Rewrite all the entries below, replacing "door frame" with "doorway" and leaving everything else the same.
* start SUPPLIED MATERIAL *
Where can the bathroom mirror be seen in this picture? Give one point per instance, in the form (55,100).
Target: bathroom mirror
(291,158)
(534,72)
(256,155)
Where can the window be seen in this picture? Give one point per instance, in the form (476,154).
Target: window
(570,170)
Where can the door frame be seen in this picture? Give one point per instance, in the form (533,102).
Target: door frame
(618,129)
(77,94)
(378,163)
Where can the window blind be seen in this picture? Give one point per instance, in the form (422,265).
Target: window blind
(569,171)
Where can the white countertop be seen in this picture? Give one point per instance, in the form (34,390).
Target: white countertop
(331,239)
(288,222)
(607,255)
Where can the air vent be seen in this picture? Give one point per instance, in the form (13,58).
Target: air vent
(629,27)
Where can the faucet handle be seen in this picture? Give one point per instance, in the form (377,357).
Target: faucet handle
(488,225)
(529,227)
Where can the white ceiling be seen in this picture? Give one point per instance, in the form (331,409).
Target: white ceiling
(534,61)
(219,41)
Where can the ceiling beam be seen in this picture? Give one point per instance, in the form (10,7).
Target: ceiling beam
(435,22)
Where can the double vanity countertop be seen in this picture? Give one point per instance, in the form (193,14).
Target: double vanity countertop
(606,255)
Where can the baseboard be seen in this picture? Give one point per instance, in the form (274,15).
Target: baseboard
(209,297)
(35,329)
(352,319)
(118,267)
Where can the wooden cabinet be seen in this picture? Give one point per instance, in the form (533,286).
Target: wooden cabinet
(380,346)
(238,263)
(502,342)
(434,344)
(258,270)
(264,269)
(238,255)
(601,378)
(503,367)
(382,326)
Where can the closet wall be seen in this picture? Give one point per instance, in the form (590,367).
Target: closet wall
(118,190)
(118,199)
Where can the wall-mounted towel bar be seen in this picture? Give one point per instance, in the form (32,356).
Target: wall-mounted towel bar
* end SUPPLIED MATERIAL *
### ANSWER
Where can the bathroom mirror be seen in this picture? Give one point per instance, in the form (55,100).
Target: bathroom mirror
(291,158)
(534,72)
(256,155)
Where can the window be seen in this picture? Give one point per instance, in the form (476,154).
Target: window
(570,170)
Where can the doorway be seen in this picture? Give one point per instance, in the form (533,102).
Target: doorway
(618,129)
(77,94)
(378,163)
Where can the window blind be seen in this picture? Give one point per instance, in the form (422,265).
Target: window blind
(569,171)
Where can the white countertop be seen in this picture? Give one point per instance, in the form (34,390).
Target: white countertop
(331,239)
(288,222)
(607,255)
Where can the air vent be seen in this picture? Give one point per instance, in the form (13,58).
Target: air vent
(629,27)
Where can the faucet handle be seen in this picture? Give one point per instance, in the form (377,357).
Target: faucet handle
(488,225)
(529,227)
Where can the white ceiling be seen in this picture? Give one point per instance, in the form (331,409).
Target: white ceiling
(534,61)
(219,41)
Where can the ceiling beam be seen in this picture? Give one point per instance, in the form (10,7).
Target: ceiling beam
(435,22)
Where can the double vanity countertop be seen in this picture? Give one point per instance, in the form (193,14).
Target: double vanity countertop
(606,255)
Where can the baseboard be seen in this picture? Give one point per instance, in the form (274,15).
Target: baseboard
(209,297)
(35,329)
(352,319)
(118,267)
Where can the wooden cabinet be seen in this picture? Give one point per instance, in the form (533,286).
Target: wooden cabinet
(380,346)
(238,263)
(502,342)
(434,344)
(258,270)
(264,269)
(238,255)
(601,378)
(503,367)
(382,326)
Where can the closet wall be seen in this picture? Give one point per instance, in the form (590,367).
Target: closet wall
(118,190)
(118,199)
Where can the wall-mounted towel bar be seen in this picture? Give one point per instance, in the form (32,356).
Target: wall-mounted towel bar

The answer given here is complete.